TASK DESCRIPTION
Format every line of the rows below as a Markdown table with two columns, "No." for a running number and "Line" for the line itself. Skip blank lines and leave the pictures out.

Rows from a pointing dataset

>>>

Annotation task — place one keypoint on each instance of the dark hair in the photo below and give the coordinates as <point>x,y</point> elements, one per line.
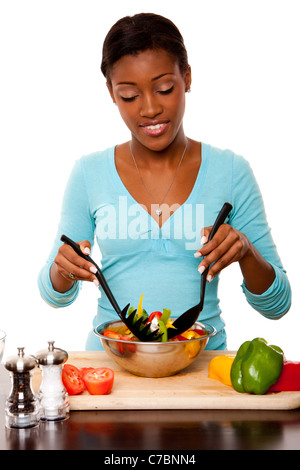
<point>134,34</point>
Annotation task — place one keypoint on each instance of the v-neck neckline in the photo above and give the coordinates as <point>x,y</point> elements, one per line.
<point>124,190</point>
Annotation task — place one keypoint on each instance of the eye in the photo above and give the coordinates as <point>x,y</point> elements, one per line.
<point>166,92</point>
<point>131,98</point>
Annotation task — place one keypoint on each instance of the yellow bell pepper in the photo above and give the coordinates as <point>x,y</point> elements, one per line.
<point>219,368</point>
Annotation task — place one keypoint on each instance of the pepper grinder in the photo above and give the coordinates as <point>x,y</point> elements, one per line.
<point>21,408</point>
<point>53,397</point>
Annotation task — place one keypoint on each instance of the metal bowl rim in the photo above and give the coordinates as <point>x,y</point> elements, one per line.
<point>204,325</point>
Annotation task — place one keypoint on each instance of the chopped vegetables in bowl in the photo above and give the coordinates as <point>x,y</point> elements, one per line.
<point>160,321</point>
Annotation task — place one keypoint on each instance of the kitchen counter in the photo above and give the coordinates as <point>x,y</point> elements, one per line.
<point>155,430</point>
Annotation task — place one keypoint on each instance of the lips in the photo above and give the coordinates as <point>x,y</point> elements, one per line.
<point>155,128</point>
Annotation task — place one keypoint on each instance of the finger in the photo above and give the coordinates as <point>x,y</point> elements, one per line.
<point>229,257</point>
<point>69,262</point>
<point>77,260</point>
<point>215,249</point>
<point>85,247</point>
<point>205,231</point>
<point>221,235</point>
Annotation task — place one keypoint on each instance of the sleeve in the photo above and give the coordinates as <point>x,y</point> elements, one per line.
<point>77,223</point>
<point>248,216</point>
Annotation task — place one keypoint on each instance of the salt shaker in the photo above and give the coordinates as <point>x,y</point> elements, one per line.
<point>21,407</point>
<point>53,397</point>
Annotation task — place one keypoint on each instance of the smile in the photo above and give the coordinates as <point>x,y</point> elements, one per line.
<point>155,129</point>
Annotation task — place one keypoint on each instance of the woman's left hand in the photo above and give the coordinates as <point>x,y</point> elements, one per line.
<point>227,246</point>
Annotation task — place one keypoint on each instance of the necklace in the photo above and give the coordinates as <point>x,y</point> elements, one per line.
<point>158,211</point>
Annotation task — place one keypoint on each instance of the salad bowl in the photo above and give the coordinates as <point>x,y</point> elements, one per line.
<point>153,359</point>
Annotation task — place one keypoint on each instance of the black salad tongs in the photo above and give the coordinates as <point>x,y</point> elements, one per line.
<point>137,327</point>
<point>188,318</point>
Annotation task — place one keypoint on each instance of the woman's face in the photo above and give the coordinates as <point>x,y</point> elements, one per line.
<point>149,90</point>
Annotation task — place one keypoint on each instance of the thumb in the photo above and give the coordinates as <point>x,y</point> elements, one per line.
<point>205,231</point>
<point>85,247</point>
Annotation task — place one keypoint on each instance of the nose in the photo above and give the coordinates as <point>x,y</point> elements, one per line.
<point>150,106</point>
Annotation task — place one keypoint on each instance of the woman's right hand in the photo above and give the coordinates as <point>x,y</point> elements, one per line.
<point>69,267</point>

<<<

FULL ANSWER
| No. | Line |
|---|---|
| 1 | Annotation task — place one keypoint on each instance of the dark hair in the photo below and give the coordinates as <point>x,y</point> elements, one per line. |
| 2 | <point>134,34</point> |
| 3 | Annotation task — place one keypoint on each instance of the v-neck neckline in the photo above and give the coordinates as <point>x,y</point> elements, one per line. |
| 4 | <point>124,190</point> |
| 5 | Annotation task — place one keypoint on each instance of the eye in the photo above and give the coordinates as <point>x,y</point> elements, one per line. |
| 6 | <point>166,92</point> |
| 7 | <point>131,98</point> |
| 8 | Annotation task — place one keypoint on each instance of the yellow bell pepper in the photo above and give the coordinates as <point>x,y</point> elements, one per line. |
| 9 | <point>219,368</point> |
| 10 | Annotation task — place one keypoint on each instance of the pepper grinder in the photo above and give the coordinates as <point>x,y</point> elements, one per line. |
| 11 | <point>21,408</point> |
| 12 | <point>53,397</point> |
| 13 | Annotation task — place one keypoint on each instance of the metal bowl rim in the photo above and give the coordinates as <point>x,y</point> elements, one per line. |
| 14 | <point>204,325</point> |
| 15 | Annotation task — place one keypoint on each instance of the chopped vegetables in bowl in the photo above and give the coordinates as <point>x,y</point> elements, one per line. |
| 16 | <point>160,321</point> |
| 17 | Annotation task — place one keypoint on each instance of the kitchen counter in the photo above and give the coordinates as <point>x,y</point> elements, one per line. |
| 18 | <point>155,430</point> |
| 19 | Annotation task — place one keypoint on each instance of the lips in the photo above and give the coordinates as <point>x,y</point> elements, one per line. |
| 20 | <point>155,128</point> |
| 21 | Annotation task — place one keypoint on each instance of the finger in the photo above and give the coordinates as <point>x,y</point> elements, one per line. |
| 22 | <point>229,257</point> |
| 23 | <point>69,262</point> |
| 24 | <point>77,260</point> |
| 25 | <point>215,249</point> |
| 26 | <point>85,247</point> |
| 27 | <point>205,231</point> |
| 28 | <point>221,235</point> |
| 29 | Annotation task — place one keypoint on each instance of the sleeve in the photo above and give the coordinates as <point>x,y</point> elements, one per line. |
| 30 | <point>77,223</point> |
| 31 | <point>248,216</point> |
| 32 | Annotation task — place one keypoint on each instance of the salt shaker in the photo above and give the coordinates as <point>x,y</point> elements, one per line. |
| 33 | <point>21,407</point> |
| 34 | <point>53,397</point> |
| 35 | Annotation task — place one keypoint on each instance of the smile in the photo above and give the coordinates as <point>x,y</point> elements, one per line. |
| 36 | <point>155,129</point> |
| 37 | Annotation task — place one keypoint on each instance of the woman's left hand in the photo above and give the coordinates as <point>x,y</point> elements, one per line. |
| 38 | <point>227,246</point> |
| 39 | Annotation task — place one keypoint on each instance of the necklace in the photo above and give the coordinates as <point>x,y</point> elements, one per line. |
| 40 | <point>158,211</point> |
| 41 | Annotation task — place one keypoint on each instance of the salad bowl in the photo above and give the coordinates as <point>x,y</point> elements, one per line. |
| 42 | <point>153,359</point> |
| 43 | Annotation task — place one keypoint on each instance of the black salad tongs in the photo above and give the coordinates as <point>x,y</point> elements, one per line. |
| 44 | <point>137,327</point> |
| 45 | <point>188,318</point> |
| 46 | Annotation task — place one keypoint on each instance of the woman's face in the photo above and give the coordinates as <point>x,y</point> elements, one per line. |
| 47 | <point>149,90</point> |
| 48 | Annotation task — place one keypoint on each instance of the thumb in the photo above and give the coordinates as <point>x,y</point> elements, one per line. |
| 49 | <point>205,231</point> |
| 50 | <point>85,247</point> |
| 51 | Annotation task — place one keypoint on each instance of the nose in the photo above and give the coordinates as <point>x,y</point> elements, one per line. |
| 52 | <point>150,106</point> |
| 53 | Annotation task — place one keypoint on each instance of the woman's right hand in the photo above and give the coordinates as <point>x,y</point> elements, one per line. |
| 54 | <point>69,267</point> |